At the section 366.21, subdivision (e) hearing on August 2, 2006, the court was informed that appellant and the minor’s father had retained new counsel. The trial date was vacated and the matter continued to give counsel time to prepare.
On September 7, 2006, appellant filed a change of address notifying the court that she had again moved, this time to Berkeley, California.
After several additional continuances, the contested section 366.21, subdivision (e) hearing finally commenced on September 14, 2006. Earth Circles therapists Mark Copithorne and Erika Bond testified regarding the parents’ progress in therapy. Copithorne, who at the time of the hearing had treated the minor’s father 10 times, testified that the minor’s father had taken responsibility for his actions leading to removal of the minor, that the father blamed himself “for the whole event happening,” and that the father was now able to recognize the risk to the minor as a result of the unkempt house. Copithorne also testified the minor’s father did not feel the actual cultivation of marijuana in the home was enough, in and of itself, to remove the minor from the home, and the father felt angry about being separated from his child. The minor’s father also denied being a substance abuser.
Appellant’s therapist, Erika Bond, testified that over the course of four sessions, appellant acknowledged responsibility for the dirty house, but denied having a drug dependency problem, and further denied the fact that the minor had access to marijuana at the time of his removal from the home.
Appellant testified, confirming that she had drug tested five times, and had undergone a physical examination at CRC.

WORK TO COMPLETE →
a: Write out the part of the hearing passage starting at "At the section" and ending at "time to prepare.".
b: Extend the hearing passage, picking up after its final sentence.
The data after this point are separate from the hearing passage.

[Referring expression grounding data]
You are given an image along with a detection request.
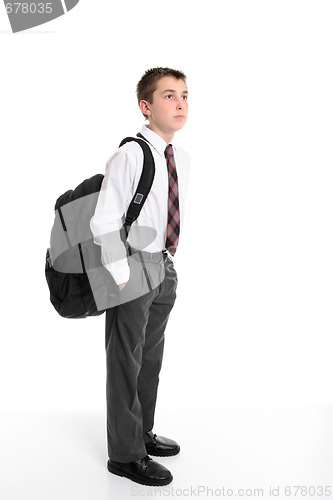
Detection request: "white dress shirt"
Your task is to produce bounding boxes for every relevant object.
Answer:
[90,125,190,284]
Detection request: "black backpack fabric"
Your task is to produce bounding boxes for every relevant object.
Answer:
[45,137,155,318]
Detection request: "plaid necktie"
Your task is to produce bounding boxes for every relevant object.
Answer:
[164,144,180,255]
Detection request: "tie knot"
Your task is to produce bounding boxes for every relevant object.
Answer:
[164,144,173,156]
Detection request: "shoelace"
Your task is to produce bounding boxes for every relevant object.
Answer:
[137,455,152,468]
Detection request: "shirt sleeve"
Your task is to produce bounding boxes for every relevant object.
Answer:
[90,148,136,285]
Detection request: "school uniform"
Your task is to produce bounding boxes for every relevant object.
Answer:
[90,126,190,463]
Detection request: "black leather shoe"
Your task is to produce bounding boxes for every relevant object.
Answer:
[108,455,173,486]
[145,431,180,457]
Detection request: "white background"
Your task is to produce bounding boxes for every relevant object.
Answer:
[0,0,333,500]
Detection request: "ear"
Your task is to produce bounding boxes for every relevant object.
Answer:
[140,100,151,116]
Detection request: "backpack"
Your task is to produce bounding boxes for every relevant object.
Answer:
[45,137,155,318]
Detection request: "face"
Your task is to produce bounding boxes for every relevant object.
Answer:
[140,76,188,138]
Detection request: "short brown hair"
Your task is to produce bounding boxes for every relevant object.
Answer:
[136,68,186,118]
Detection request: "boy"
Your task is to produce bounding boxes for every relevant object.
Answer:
[91,68,189,486]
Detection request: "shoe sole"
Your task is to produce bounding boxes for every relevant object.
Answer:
[107,462,173,486]
[146,447,180,457]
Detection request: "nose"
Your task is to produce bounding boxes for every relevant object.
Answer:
[177,99,184,109]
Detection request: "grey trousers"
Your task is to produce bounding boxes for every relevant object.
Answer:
[105,253,177,462]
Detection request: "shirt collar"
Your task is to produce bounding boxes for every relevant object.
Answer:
[140,125,175,156]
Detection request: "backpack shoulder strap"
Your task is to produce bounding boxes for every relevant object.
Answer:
[119,137,155,226]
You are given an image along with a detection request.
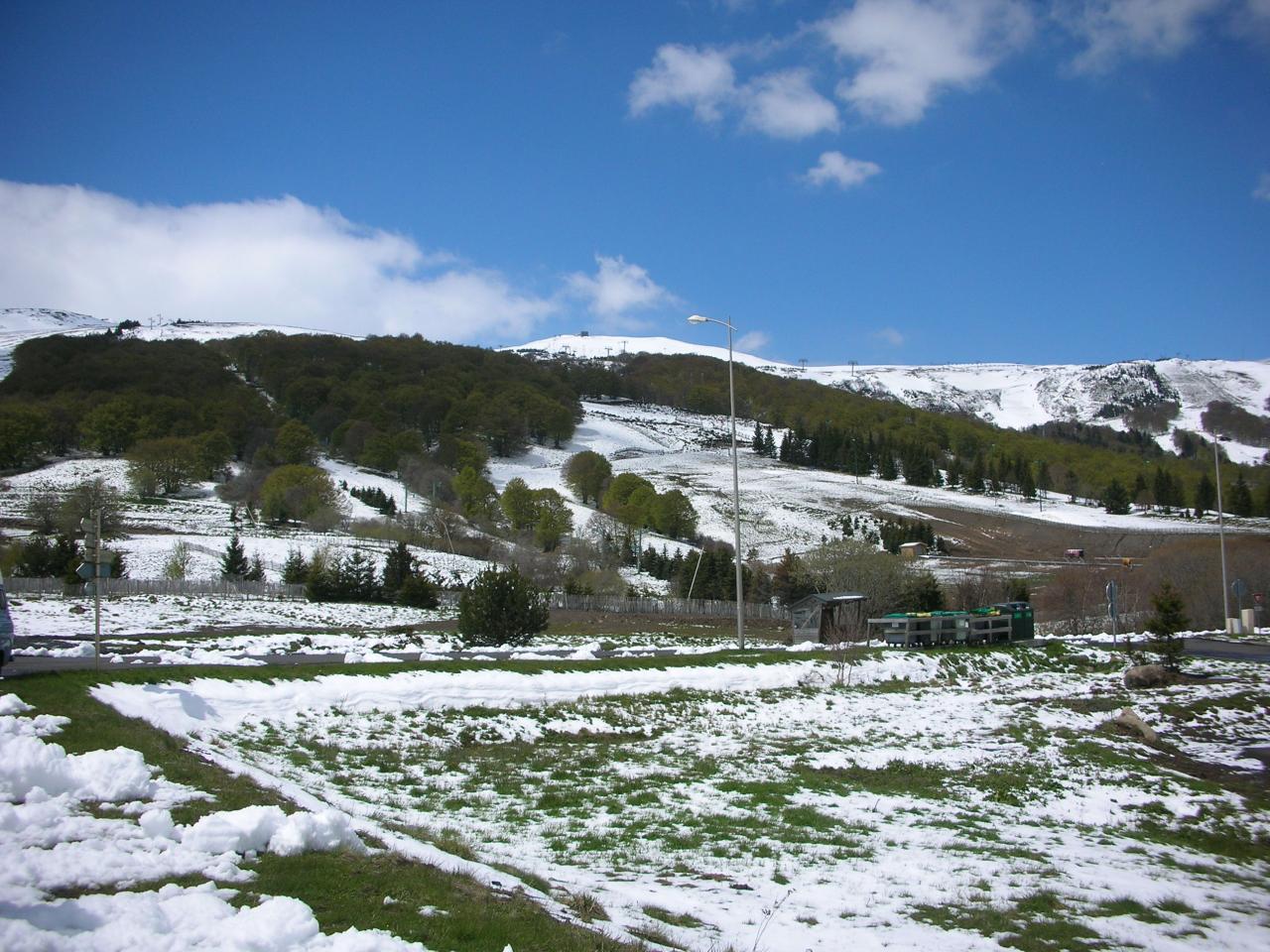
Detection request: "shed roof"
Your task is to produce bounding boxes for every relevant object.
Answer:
[790,591,869,608]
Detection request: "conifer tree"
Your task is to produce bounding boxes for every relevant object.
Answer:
[282,548,309,585]
[1147,579,1190,667]
[1019,464,1036,499]
[1102,479,1129,516]
[221,532,251,580]
[1195,471,1216,520]
[1228,471,1252,516]
[1036,459,1054,495]
[384,542,414,602]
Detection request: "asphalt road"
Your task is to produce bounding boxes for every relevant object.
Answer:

OUTPUTS BY TASK →
a:
At the section 366.21, subdivision (e) hearing on August 2, 2006, the court was informed that appellant and the minor’s father had retained new counsel. The trial date was vacated and the matter continued to give counsel time to prepare.

b:
The minor’s father testified he was attending counseling twice a week, had drug tested “five or six” times, had been participating in “parenting, drug rehab counseling classes” at CRC since the previous week, and had completed four AOD assessments. He stated the two drug treatment programs referred by the Department would not accept him or appellant because of their Marinol use. He admitted he may have taken too much medication in the past, but denied being a substance abuser, explaining that his current pain management regimen included daily use of Marinol and Oxycontin. The minor’s father confirmed that he understood the effects of drug abuse on his parenting of the minor, and took “100 percent responsibility” for the removal of the minor from the home.
Meek testified on rebuttal that, during a telephone conversation two weeks prior to the hearing, the minor’s father told her he felt the Department was “wrongly holding his son,” and complained to her about what he characterized as a “great deal of corruption” within the Department, within San Luis Obispo and within the courts. The minor’s father continued to shun responsibility for removal of the minor from the home, saying the child’s removal was unfair and the result of corruption. Meek also testified that the testimony given by the minor’s father at the hearing--taking responsibility for removal of the minor--was “markedly different” from every other conversation she had had with him over the course of the proceedings.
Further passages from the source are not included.